Activity – Wherever the string "trash" shows up in the records below, return that line.

Record extracts –
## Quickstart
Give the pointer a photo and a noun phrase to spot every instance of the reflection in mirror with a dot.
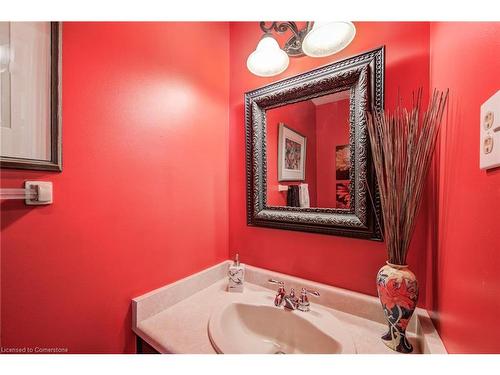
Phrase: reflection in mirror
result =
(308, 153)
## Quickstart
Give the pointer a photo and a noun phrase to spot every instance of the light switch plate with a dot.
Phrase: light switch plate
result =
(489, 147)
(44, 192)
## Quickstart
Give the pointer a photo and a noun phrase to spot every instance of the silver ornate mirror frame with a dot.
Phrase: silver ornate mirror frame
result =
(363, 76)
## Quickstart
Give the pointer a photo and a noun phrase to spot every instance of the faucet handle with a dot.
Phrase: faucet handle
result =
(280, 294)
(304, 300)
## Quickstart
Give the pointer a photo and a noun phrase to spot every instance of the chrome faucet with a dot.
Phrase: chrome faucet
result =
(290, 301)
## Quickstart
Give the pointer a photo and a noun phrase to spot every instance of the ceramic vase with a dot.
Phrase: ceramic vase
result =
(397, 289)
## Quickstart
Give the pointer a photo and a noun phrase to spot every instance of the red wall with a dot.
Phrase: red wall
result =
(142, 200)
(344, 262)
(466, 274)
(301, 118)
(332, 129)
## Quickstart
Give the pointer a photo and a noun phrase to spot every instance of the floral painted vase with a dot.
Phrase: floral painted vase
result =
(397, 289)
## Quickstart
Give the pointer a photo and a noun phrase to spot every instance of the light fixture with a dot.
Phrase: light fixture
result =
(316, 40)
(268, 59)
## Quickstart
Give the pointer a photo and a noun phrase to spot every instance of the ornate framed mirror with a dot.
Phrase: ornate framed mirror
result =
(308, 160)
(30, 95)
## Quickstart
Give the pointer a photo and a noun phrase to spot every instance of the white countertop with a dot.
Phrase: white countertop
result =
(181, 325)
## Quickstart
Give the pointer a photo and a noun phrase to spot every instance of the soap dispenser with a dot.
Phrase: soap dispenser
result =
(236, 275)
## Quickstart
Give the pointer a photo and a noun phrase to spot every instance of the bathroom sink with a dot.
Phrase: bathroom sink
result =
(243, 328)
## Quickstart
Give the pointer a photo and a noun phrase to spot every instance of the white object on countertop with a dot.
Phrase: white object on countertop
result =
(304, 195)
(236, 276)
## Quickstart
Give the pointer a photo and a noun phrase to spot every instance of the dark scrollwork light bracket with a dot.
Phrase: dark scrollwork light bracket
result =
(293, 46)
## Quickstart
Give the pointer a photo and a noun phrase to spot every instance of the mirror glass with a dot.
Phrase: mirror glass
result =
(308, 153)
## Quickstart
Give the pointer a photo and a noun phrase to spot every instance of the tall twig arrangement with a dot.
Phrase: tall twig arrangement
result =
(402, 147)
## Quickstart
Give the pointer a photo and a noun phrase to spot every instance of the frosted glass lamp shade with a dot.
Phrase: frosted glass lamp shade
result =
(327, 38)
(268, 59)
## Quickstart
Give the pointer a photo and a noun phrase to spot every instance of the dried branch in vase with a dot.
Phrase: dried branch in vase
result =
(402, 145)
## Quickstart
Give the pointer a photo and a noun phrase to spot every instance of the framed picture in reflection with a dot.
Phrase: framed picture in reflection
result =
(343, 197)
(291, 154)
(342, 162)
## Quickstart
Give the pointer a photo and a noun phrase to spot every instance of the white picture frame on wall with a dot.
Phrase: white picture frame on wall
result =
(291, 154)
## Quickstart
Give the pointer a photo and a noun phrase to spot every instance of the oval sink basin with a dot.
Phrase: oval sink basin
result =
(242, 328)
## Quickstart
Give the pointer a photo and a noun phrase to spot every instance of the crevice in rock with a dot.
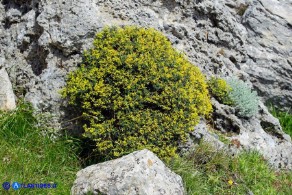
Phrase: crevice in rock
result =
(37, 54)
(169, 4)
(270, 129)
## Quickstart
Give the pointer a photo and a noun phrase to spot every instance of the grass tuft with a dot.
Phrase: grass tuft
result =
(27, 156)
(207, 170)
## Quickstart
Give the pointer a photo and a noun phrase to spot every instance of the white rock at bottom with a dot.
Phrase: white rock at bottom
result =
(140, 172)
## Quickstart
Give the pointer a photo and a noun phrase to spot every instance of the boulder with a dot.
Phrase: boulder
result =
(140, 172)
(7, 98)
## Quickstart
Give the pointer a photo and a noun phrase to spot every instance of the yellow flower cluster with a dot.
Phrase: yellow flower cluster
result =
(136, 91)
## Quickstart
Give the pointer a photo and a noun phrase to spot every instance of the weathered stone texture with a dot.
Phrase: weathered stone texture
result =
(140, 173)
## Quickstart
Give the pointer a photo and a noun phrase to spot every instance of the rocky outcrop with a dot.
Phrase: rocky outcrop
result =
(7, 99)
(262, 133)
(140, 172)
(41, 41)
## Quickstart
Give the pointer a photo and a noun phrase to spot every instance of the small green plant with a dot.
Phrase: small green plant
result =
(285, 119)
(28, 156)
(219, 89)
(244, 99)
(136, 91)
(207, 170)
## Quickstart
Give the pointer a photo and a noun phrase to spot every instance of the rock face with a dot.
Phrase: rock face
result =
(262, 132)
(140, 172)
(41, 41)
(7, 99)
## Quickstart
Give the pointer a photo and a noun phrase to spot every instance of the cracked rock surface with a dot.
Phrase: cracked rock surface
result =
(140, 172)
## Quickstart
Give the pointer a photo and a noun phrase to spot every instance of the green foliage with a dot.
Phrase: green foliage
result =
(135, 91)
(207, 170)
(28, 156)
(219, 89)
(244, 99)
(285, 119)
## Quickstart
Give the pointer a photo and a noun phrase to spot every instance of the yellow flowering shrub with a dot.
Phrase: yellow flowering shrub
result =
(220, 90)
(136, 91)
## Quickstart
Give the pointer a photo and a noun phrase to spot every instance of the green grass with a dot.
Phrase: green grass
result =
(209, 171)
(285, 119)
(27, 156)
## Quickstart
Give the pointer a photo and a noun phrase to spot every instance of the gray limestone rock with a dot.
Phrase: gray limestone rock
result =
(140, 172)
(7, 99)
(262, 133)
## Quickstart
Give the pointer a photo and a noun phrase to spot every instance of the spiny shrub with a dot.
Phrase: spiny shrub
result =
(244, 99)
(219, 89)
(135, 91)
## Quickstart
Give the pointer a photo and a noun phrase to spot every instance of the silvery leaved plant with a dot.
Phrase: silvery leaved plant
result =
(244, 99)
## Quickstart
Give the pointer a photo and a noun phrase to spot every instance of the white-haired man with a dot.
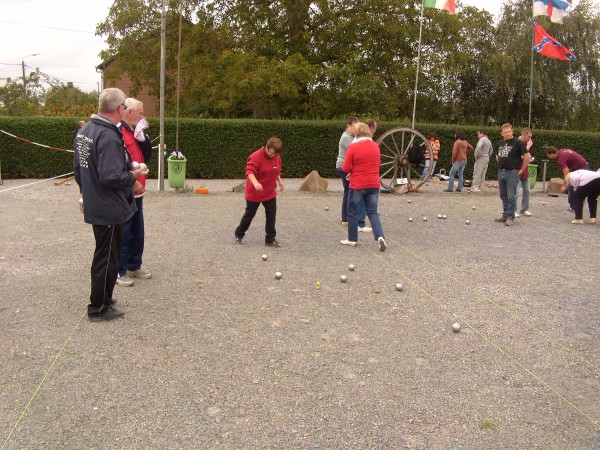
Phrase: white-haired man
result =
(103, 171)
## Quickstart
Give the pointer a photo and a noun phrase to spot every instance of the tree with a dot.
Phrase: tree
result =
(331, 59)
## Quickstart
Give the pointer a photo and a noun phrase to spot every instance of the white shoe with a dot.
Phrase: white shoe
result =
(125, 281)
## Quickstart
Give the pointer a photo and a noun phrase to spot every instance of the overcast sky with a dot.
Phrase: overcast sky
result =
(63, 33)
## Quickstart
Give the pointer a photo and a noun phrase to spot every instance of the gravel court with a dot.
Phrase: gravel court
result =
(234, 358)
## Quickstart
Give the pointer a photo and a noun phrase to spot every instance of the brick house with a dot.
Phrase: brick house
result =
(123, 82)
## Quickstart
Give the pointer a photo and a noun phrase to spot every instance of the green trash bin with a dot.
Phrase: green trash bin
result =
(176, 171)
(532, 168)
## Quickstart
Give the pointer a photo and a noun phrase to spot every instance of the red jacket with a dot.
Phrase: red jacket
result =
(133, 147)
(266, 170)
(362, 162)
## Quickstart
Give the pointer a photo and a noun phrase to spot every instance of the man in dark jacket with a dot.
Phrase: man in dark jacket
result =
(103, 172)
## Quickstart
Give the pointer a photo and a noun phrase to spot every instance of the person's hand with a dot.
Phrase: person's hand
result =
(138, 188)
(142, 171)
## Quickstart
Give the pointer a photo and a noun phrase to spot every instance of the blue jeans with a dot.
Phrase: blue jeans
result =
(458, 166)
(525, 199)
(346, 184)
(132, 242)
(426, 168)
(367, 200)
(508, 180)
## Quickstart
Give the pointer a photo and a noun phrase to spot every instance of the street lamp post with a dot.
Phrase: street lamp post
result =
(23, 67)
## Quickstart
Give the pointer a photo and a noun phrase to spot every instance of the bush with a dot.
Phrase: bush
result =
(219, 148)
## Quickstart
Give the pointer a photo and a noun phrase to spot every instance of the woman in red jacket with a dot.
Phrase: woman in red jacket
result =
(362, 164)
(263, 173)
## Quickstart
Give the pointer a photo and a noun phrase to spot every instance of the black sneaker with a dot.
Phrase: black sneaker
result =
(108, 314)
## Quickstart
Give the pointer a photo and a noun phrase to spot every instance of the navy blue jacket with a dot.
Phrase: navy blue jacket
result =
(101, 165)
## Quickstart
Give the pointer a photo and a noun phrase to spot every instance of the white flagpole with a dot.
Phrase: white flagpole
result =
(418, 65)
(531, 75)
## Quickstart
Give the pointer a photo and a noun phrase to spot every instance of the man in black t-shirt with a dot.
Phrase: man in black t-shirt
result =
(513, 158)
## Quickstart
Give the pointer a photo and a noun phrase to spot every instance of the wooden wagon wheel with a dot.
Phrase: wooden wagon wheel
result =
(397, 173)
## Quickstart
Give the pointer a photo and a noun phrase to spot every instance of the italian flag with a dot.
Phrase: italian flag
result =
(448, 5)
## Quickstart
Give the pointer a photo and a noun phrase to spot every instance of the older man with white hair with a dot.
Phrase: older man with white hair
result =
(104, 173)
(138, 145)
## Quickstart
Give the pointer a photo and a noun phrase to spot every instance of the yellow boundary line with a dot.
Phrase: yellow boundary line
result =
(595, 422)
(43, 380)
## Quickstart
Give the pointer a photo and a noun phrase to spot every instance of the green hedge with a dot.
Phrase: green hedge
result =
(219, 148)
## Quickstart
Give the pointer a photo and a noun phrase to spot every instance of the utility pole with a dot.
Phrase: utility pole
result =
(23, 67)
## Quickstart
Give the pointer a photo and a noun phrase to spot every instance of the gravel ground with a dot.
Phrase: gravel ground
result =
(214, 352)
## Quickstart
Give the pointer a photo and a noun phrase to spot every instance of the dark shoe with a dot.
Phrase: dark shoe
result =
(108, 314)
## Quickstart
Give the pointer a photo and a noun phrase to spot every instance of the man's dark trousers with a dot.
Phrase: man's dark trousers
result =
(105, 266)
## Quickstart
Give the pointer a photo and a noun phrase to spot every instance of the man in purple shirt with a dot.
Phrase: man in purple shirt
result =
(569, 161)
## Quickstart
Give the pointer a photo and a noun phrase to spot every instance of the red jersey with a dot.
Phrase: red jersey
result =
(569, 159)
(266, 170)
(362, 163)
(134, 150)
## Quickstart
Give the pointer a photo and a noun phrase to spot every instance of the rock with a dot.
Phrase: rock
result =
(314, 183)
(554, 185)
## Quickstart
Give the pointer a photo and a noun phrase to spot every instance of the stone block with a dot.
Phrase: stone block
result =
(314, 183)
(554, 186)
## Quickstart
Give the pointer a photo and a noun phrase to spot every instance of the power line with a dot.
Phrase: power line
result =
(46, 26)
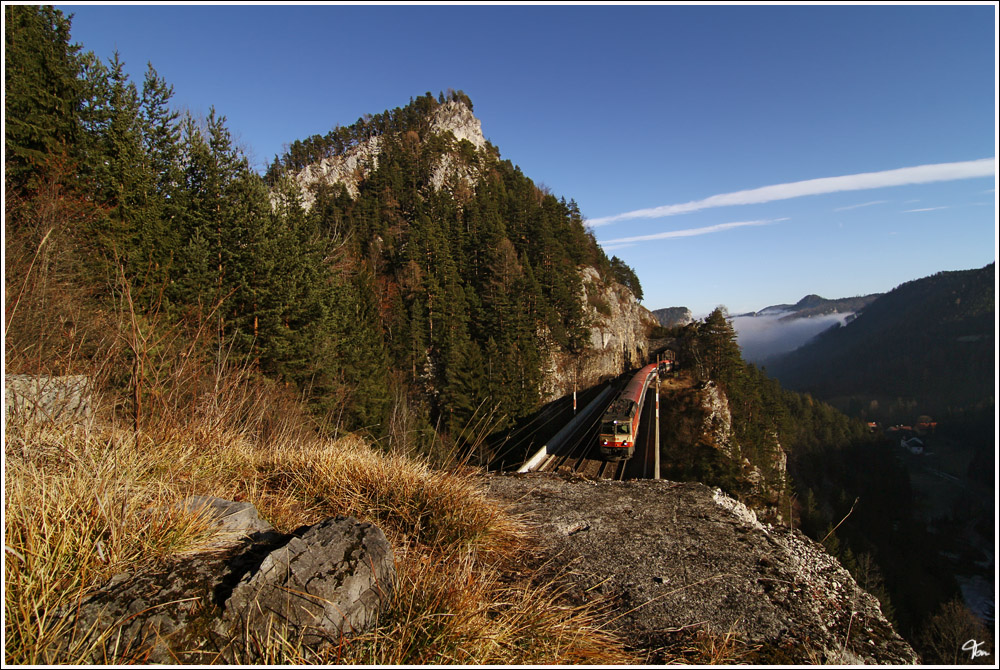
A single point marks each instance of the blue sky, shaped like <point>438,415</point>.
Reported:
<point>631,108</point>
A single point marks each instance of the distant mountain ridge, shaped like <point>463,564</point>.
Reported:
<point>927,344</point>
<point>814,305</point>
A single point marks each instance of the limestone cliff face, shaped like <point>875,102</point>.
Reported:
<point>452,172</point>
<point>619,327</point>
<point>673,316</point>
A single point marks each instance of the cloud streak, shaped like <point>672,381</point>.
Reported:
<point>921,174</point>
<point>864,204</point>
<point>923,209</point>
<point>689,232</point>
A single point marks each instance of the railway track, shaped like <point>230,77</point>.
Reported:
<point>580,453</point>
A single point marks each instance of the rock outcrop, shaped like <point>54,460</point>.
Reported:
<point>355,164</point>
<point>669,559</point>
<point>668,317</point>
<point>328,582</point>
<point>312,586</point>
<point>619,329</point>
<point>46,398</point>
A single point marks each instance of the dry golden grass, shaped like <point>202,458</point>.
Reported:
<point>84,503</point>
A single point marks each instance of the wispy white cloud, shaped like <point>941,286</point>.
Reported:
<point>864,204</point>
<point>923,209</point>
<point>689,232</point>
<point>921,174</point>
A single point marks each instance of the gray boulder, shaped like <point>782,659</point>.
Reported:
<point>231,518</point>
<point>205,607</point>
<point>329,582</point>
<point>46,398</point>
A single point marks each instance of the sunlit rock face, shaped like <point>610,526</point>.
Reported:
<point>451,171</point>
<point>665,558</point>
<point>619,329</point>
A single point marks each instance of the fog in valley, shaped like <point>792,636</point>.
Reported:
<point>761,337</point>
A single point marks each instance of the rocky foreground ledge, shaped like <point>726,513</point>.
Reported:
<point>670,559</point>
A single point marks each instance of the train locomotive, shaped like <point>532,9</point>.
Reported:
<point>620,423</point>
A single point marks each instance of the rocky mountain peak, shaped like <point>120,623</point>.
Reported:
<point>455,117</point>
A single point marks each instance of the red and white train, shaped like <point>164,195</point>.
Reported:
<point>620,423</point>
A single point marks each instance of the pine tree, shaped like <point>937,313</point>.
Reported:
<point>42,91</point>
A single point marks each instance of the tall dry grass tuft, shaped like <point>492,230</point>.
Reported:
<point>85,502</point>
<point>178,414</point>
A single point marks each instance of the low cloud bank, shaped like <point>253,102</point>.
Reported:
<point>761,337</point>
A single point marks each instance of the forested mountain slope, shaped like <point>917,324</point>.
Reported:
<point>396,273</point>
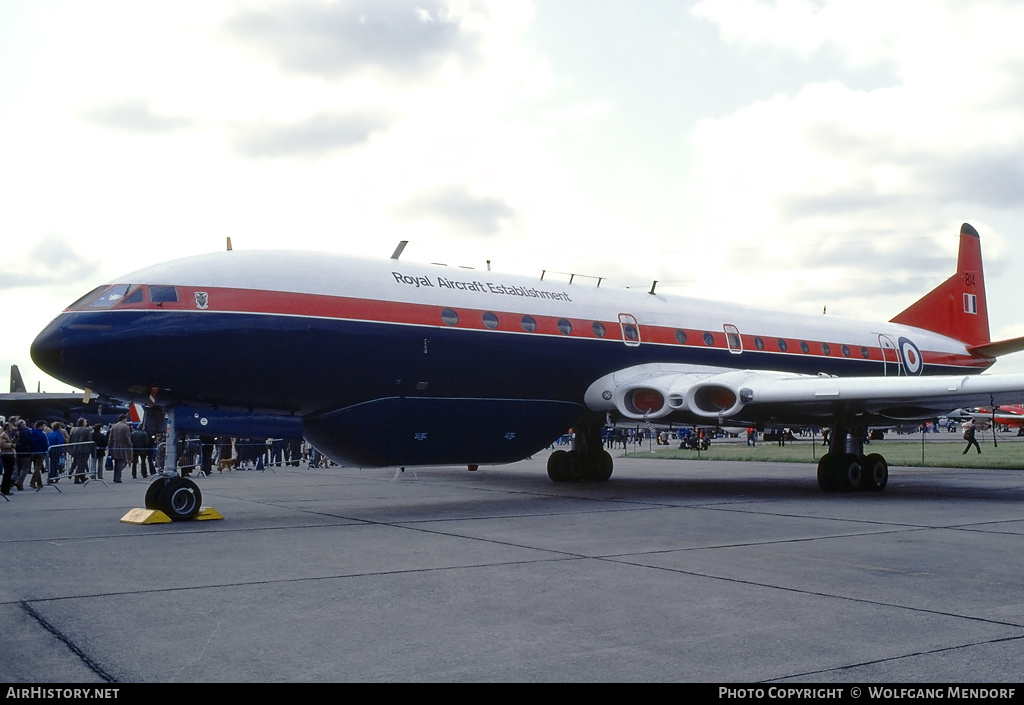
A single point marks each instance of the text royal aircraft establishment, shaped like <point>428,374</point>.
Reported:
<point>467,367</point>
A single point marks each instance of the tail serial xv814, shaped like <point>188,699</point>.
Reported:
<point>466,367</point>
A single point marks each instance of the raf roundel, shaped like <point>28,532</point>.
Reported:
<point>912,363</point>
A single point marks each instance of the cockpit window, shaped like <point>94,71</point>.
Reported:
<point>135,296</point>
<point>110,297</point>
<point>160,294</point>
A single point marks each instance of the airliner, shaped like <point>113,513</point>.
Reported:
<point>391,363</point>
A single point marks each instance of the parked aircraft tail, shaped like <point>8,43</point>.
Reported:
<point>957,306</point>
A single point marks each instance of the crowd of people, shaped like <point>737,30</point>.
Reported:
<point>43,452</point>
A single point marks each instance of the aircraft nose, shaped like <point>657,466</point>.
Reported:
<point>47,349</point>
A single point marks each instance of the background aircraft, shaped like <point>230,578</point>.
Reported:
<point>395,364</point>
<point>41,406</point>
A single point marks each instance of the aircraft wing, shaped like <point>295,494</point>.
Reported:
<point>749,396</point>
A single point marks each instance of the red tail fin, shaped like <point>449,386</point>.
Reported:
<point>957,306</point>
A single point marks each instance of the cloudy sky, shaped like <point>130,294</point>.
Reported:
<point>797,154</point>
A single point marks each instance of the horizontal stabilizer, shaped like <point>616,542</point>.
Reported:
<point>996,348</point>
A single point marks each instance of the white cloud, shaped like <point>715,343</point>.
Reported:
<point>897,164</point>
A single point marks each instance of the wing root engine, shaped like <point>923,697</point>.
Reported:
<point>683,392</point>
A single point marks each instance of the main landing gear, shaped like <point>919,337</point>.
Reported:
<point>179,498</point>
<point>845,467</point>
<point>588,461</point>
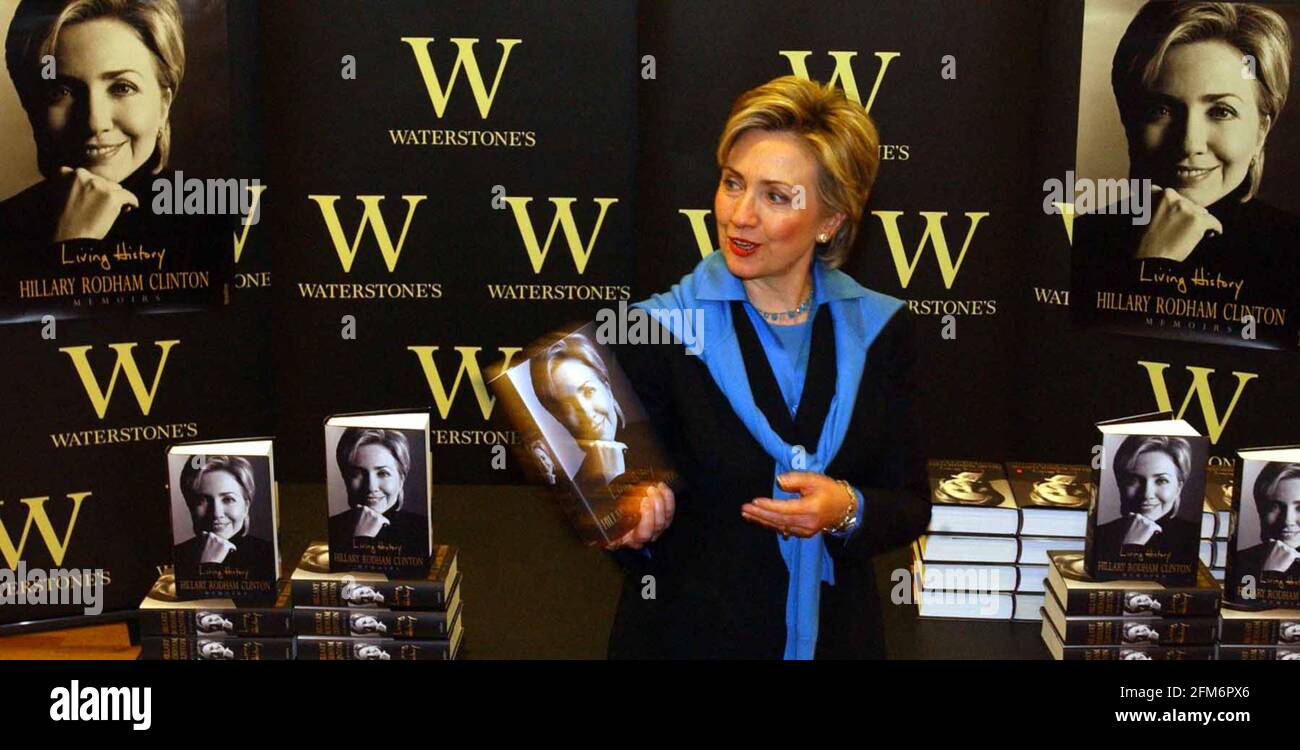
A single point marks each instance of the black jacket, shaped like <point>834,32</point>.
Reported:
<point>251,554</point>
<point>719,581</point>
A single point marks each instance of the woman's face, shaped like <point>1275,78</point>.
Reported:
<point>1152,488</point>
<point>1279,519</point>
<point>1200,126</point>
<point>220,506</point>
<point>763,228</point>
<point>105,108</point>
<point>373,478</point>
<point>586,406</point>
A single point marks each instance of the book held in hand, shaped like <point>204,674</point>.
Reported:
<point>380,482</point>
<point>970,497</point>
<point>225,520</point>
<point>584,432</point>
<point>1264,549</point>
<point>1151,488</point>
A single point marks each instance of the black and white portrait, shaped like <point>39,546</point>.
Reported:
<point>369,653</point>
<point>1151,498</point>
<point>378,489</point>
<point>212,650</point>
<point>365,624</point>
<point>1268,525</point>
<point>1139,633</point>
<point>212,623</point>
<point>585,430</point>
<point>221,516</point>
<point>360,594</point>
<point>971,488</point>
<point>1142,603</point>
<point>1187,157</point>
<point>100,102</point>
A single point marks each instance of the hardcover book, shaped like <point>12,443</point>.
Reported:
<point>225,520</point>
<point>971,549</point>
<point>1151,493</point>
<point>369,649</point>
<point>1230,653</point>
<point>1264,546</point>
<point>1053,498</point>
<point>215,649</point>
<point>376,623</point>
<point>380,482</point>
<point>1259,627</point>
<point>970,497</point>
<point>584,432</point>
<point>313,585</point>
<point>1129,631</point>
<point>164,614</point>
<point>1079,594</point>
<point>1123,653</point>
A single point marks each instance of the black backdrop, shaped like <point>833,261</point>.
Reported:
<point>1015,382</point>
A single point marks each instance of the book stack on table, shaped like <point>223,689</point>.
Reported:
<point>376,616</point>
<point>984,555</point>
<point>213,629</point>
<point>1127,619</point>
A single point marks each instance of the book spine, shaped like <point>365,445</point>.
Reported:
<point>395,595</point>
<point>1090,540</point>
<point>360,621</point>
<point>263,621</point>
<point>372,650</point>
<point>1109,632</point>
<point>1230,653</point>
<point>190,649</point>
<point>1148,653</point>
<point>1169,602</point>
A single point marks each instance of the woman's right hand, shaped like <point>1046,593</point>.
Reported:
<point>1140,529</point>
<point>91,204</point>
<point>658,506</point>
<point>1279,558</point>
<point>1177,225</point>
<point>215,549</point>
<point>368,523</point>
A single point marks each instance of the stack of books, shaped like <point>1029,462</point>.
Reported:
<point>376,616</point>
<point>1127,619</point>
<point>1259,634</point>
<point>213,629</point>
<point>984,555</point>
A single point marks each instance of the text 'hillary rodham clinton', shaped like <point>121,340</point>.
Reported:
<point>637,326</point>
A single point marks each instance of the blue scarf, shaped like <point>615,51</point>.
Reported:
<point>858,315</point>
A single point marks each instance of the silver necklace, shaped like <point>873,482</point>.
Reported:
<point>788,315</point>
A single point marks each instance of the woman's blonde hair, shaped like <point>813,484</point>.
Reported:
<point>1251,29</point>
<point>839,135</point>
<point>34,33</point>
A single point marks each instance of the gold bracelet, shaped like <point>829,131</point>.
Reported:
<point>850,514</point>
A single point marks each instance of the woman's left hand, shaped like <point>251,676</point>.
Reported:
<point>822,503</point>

Task answer –
Give the pointer a photo and a noun phrase to spot every instance of the green trash bin with a dot.
Phrase: green trash bin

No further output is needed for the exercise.